▶ Excerpted passage

----

How to Retain Talent
Keeping great talent is a huge challenge for nonprofit and for-profit organizations alike. Turnkey is no exception. As an example, Turnkey engaged psychologist Otis Fulton to help us dissect the psychology of peer-to-peer fundraising. We needed to understand, to the extent possible, how fundraisers made decisions. Turnkey could have really used Otis full time, but there wasn’t budget for that. His other clients included big multi-national companies, like Pearson Education. I was worried about retaining the talent.
One of the first things Otis and I put to paper was an overview of social science research on the impact of using incentives. A large part of that paper talked about intrinsic and extrinsic motivators. Intrinsic motivation is the path to getting someone to do something without actually paying them. In fact, paying someone can sometimes be demotivating—and that was pretty handy information as I was still trying to figure out how to retain Otis on a limited budget.

----

▶ Information provided

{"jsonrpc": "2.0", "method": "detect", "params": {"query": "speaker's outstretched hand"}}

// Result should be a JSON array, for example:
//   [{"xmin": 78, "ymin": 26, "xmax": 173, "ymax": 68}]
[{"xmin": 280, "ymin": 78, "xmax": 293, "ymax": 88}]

----

Return, verbatim, the portion of the passage on retaining talent that begins at the words "One of the first" and ends after the words "a limited budget.".

One of the first things Otis and I put to paper was an overview of social science research on the impact of using incentives. A large part of that paper talked about intrinsic and extrinsic motivators. Intrinsic motivation is the path to getting someone to do something without actually paying them. In fact, paying someone can sometimes be demotivating—and that was pretty handy information as I was still trying to figure out how to retain Otis on a limited budget.